-- Your assignment --
Every line below must be copied as written, except for pictures.

-- Data section --
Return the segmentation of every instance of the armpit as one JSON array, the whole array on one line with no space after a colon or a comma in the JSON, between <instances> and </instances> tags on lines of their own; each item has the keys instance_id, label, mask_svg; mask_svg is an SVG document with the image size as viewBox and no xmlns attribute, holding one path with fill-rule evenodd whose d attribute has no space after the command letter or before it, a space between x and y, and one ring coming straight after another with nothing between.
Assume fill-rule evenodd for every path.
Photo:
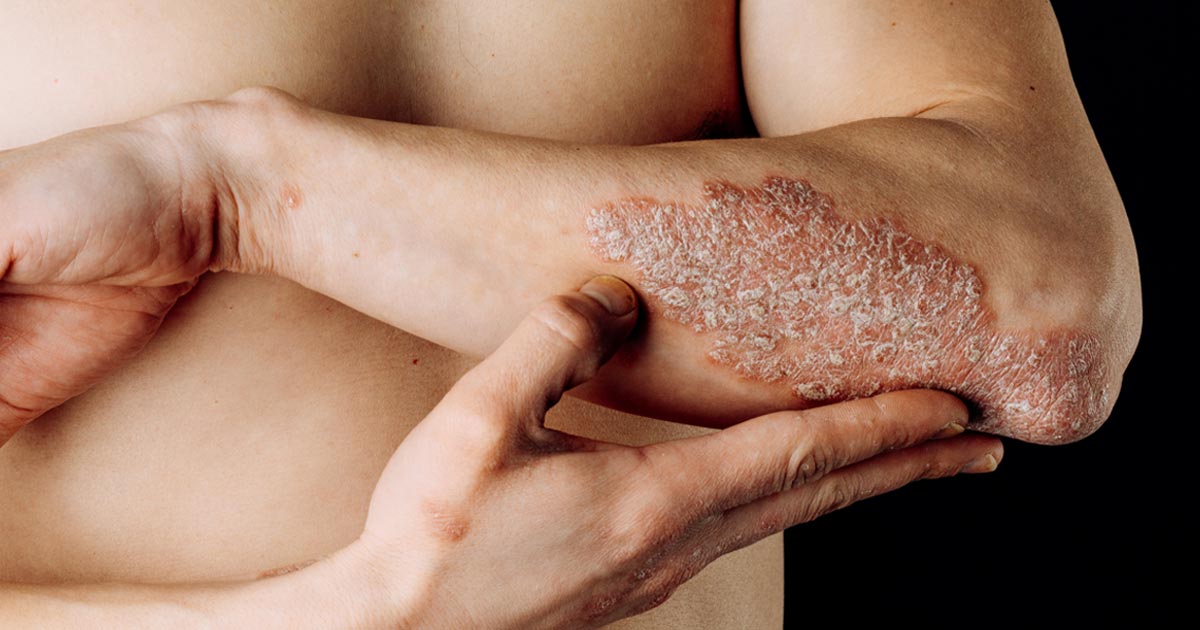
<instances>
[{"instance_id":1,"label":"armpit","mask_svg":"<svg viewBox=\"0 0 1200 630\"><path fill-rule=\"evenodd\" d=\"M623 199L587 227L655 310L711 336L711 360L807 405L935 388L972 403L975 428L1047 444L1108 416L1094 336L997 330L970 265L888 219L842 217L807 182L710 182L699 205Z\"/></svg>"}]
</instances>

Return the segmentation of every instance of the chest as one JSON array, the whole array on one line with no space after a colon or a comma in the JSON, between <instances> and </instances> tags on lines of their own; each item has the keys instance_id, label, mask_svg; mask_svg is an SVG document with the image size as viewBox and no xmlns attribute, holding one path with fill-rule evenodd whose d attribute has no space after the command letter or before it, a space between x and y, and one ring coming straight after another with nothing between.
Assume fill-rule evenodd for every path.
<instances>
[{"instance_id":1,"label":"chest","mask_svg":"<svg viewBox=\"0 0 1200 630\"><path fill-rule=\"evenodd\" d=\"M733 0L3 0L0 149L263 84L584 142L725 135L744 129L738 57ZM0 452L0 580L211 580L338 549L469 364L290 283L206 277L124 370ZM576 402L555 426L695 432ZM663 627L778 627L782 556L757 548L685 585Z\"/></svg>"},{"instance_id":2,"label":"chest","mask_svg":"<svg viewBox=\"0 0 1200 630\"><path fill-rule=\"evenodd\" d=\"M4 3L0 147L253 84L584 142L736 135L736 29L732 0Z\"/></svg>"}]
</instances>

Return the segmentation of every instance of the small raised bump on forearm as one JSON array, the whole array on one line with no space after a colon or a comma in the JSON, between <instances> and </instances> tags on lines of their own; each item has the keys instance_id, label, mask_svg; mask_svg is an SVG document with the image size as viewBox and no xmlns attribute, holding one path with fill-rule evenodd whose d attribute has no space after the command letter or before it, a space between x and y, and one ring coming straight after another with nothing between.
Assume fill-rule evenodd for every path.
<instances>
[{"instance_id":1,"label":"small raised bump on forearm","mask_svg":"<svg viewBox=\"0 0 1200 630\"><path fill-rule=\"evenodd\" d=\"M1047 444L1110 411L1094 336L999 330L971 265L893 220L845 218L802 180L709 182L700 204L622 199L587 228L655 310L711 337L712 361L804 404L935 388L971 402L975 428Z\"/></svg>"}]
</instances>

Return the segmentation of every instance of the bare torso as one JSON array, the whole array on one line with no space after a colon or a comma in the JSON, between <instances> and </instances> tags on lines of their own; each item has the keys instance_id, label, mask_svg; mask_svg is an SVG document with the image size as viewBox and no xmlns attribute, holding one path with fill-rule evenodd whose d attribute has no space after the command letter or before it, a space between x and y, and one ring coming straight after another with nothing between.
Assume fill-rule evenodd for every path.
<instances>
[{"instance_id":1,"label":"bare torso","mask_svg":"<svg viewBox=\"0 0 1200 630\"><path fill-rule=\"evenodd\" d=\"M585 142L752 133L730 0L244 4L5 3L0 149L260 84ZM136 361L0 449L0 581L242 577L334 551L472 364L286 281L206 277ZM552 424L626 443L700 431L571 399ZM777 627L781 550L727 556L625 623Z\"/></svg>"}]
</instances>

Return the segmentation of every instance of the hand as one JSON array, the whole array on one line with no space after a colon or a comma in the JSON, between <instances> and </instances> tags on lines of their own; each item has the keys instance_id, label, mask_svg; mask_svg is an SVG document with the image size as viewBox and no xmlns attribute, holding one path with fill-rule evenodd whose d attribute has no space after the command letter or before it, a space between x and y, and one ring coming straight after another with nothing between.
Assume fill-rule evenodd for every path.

-- Answer section --
Return the segmentation of every instance of the armpit as one JSON array, the whole array on one line with no space after a colon or a comma in the JSON, between <instances> and </instances> tags on lines of their own; each item has the keys instance_id, label, mask_svg; mask_svg is an SVG document with the image size as viewBox and no xmlns attribute, holding one path with fill-rule evenodd whose d attribute has no space after the command letter or before it, a space between x and y, and one ring coming straight after another with nothing between.
Assume fill-rule evenodd for every path.
Photo:
<instances>
[{"instance_id":1,"label":"armpit","mask_svg":"<svg viewBox=\"0 0 1200 630\"><path fill-rule=\"evenodd\" d=\"M623 199L587 227L655 310L711 336L711 360L807 405L935 388L972 403L975 428L1047 444L1108 416L1094 336L997 330L970 265L888 219L842 217L807 182L710 182L699 205Z\"/></svg>"}]
</instances>

Return the segmentation of every instance of the chest as one JSON array, the whole array on one line with no space after a colon or a comma in the JSON, between <instances> and </instances> tags on lines of their own; each item has the keys instance_id, label, mask_svg; mask_svg is an SVG document with the image size as viewBox and no xmlns attribute, holding one path with fill-rule evenodd whose d attribute has no space after the command letter or before it, a space between x and y, and one ring coming straight after another with nothing between.
Assume fill-rule evenodd for every path.
<instances>
[{"instance_id":1,"label":"chest","mask_svg":"<svg viewBox=\"0 0 1200 630\"><path fill-rule=\"evenodd\" d=\"M733 0L3 0L0 149L263 84L584 142L725 135L744 129L738 57ZM0 452L0 580L211 580L338 549L469 364L290 283L206 277L124 370ZM576 402L555 426L695 432ZM663 627L778 627L782 556L757 548L685 585Z\"/></svg>"},{"instance_id":2,"label":"chest","mask_svg":"<svg viewBox=\"0 0 1200 630\"><path fill-rule=\"evenodd\" d=\"M4 3L0 147L253 84L584 142L736 135L736 29L732 0Z\"/></svg>"}]
</instances>

Return the segmentation of every instance of the small raised bump on forearm as one JSON array, the whole array on one line with no space after a colon or a comma in the JSON, between <instances> and </instances> tags on lines of their own; each item has the keys instance_id, label, mask_svg; mask_svg is an SVG document with the image size as viewBox and no xmlns attribute, holding one path with fill-rule evenodd whose d attribute has no space after the command letter or before it, a space between x and y, and one ring coming straight after another with nothing between.
Assume fill-rule evenodd for every path.
<instances>
[{"instance_id":1,"label":"small raised bump on forearm","mask_svg":"<svg viewBox=\"0 0 1200 630\"><path fill-rule=\"evenodd\" d=\"M1047 444L1110 411L1094 336L999 330L971 265L893 220L845 218L802 180L709 182L700 204L622 199L587 228L655 310L711 337L712 361L804 404L935 388L971 402L975 428Z\"/></svg>"}]
</instances>

Return the segmentation of every instance of the bare torso as one JSON array, the whole array on one line with no space after a colon or a comma in the JSON, between <instances> and </instances> tags on lines of their own; each item has the keys instance_id, label, mask_svg; mask_svg is an SVG document with the image size as viewBox and no xmlns attribute, holding one path with fill-rule evenodd whose d attribute has no space after the command letter or before it, a space between x and y, and one ring coming straight after another with nothing between.
Assume fill-rule evenodd for every path.
<instances>
[{"instance_id":1,"label":"bare torso","mask_svg":"<svg viewBox=\"0 0 1200 630\"><path fill-rule=\"evenodd\" d=\"M585 142L752 133L730 0L244 4L5 3L0 149L260 84ZM136 361L0 449L0 581L242 577L334 551L472 364L286 281L206 277ZM552 424L626 443L700 431L571 399ZM777 627L781 550L727 556L625 623Z\"/></svg>"}]
</instances>

Return the segmentation of every instance of the hand as one JSON array, the whole array on one line with no space after a colon or a comma in the JSON, between <instances> and </instances> tags on lines of their own; each item has the keys instance_id, label, mask_svg; mask_svg is an SVG document with the image size as viewBox and no xmlns attribute, holding one path with fill-rule evenodd whose d attribute has no space after the command letter or before it, a space between x and y, and one ring coming straight after another with nothing between.
Assume fill-rule evenodd for every path.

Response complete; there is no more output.